┌─ DATASET CONTENT

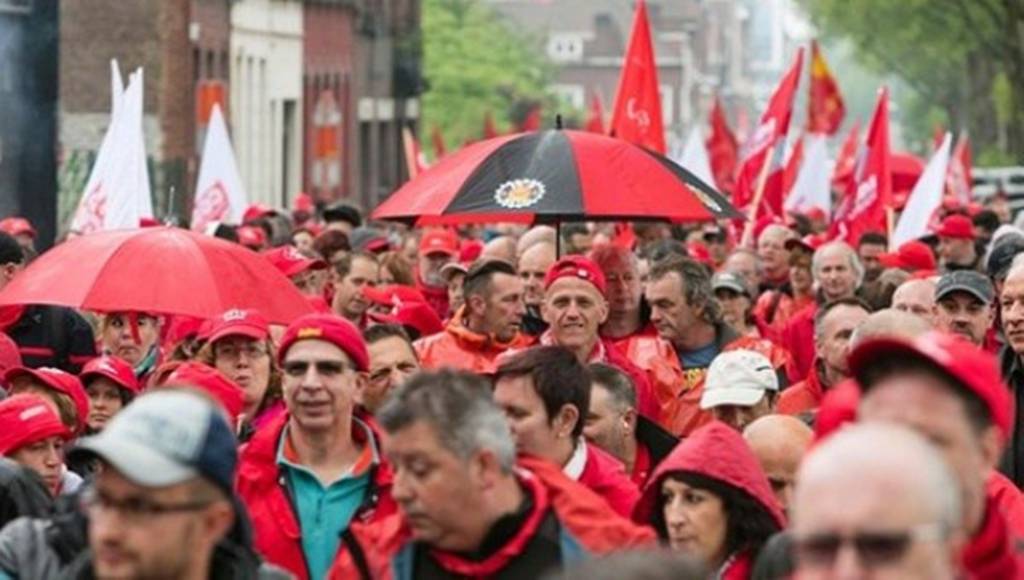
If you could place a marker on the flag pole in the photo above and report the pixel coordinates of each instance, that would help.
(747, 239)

└─
┌─ DATASET CONTENT

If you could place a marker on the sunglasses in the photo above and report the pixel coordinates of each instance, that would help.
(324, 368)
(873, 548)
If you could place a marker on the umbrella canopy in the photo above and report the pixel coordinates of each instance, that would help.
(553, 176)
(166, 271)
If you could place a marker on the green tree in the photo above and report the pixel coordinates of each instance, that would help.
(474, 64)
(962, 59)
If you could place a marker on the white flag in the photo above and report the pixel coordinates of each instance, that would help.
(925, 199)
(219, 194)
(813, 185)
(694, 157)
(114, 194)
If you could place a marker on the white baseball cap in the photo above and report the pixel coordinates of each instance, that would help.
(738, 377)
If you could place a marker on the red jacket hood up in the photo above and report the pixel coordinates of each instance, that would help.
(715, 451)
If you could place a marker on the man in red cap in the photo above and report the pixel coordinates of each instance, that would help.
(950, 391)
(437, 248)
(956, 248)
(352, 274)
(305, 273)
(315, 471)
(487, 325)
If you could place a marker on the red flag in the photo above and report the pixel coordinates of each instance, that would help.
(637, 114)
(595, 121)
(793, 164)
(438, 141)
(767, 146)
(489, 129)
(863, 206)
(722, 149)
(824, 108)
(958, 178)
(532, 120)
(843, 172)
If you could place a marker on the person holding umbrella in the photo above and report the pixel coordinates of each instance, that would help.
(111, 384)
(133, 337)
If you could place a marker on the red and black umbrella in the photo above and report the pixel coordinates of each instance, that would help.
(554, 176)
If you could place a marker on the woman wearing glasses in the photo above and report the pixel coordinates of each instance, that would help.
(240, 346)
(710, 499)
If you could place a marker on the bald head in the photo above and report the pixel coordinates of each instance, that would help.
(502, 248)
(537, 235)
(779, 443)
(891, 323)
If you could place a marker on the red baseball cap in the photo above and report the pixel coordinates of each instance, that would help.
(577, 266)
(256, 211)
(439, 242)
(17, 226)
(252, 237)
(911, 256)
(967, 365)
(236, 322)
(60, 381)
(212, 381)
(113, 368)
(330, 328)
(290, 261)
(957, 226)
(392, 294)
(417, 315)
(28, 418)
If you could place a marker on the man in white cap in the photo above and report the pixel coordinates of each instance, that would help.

└─
┌─ DATASET CONTENT

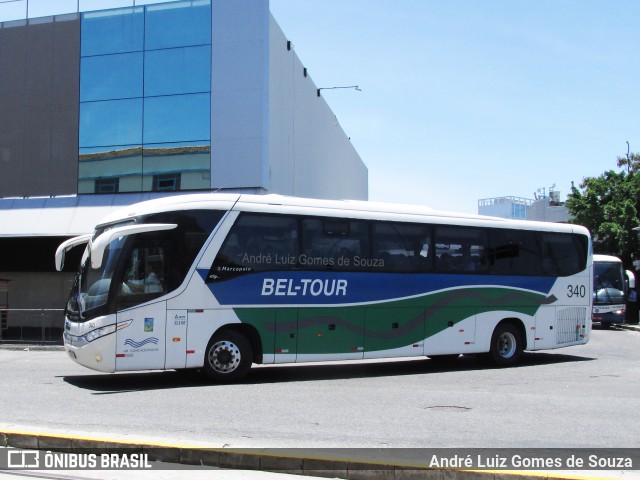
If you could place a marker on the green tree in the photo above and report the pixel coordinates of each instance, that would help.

└─

Print, from the entries above, the line with "If you could place a marker on the white flag", the line with "If you could place a marker on the man in white" and all lines between them, exactly and with nothing else.

_RESULT OF THE TASK_
If you could place a marker on the white flag in the photo above and report the pixel coordinates of each instance, that would help.
(925, 199)
(219, 194)
(813, 185)
(694, 157)
(114, 194)
If you could place a marker on the white baseball cap in the photo above and report the pixel coordinates of each instance, that would help.
(738, 377)
If you could place a marker on the red jacket hood up in the photo above and report the pixel coordinates of each instance, that would help.
(715, 451)
If you could place a marker on the man in red cap in the photo above and report the pixel coordinates of each instance, that would help.
(950, 391)
(437, 248)
(956, 248)
(352, 274)
(305, 273)
(315, 471)
(487, 325)
If you could place a marker on the red flag in the photo above and report the pixel coordinates of each instance, that would help.
(637, 114)
(595, 121)
(793, 164)
(438, 141)
(767, 146)
(489, 129)
(863, 206)
(722, 149)
(824, 108)
(958, 178)
(532, 120)
(843, 172)
If you could place a marker on the person holding umbrella in the photo above and report the pixel coordinates of each instance, that would help.
(111, 384)
(133, 337)
If you could place a marker on the red and black umbrella in the photo above and report the pixel coordinates of each instance, that would help.
(554, 176)
If you could place a marker on the woman wearing glasses in the photo above and report the pixel coordinates of each instance, that would help.
(240, 346)
(710, 499)
If you could place a marker on the bald head in the photo above and report the pixel coordinates of each instance, that would help.
(502, 248)
(537, 235)
(779, 443)
(891, 323)
If you could place a marker on the red baseball cap in the photo above and report the pixel coordinates of each instance, that would help.
(577, 266)
(256, 211)
(439, 242)
(17, 226)
(252, 237)
(911, 256)
(967, 365)
(236, 322)
(60, 381)
(212, 381)
(113, 368)
(330, 328)
(290, 261)
(957, 226)
(392, 294)
(417, 315)
(28, 418)
If you could place a marker on the man in white cap in the photo above and report the pixel coordinates of each instance, that would help.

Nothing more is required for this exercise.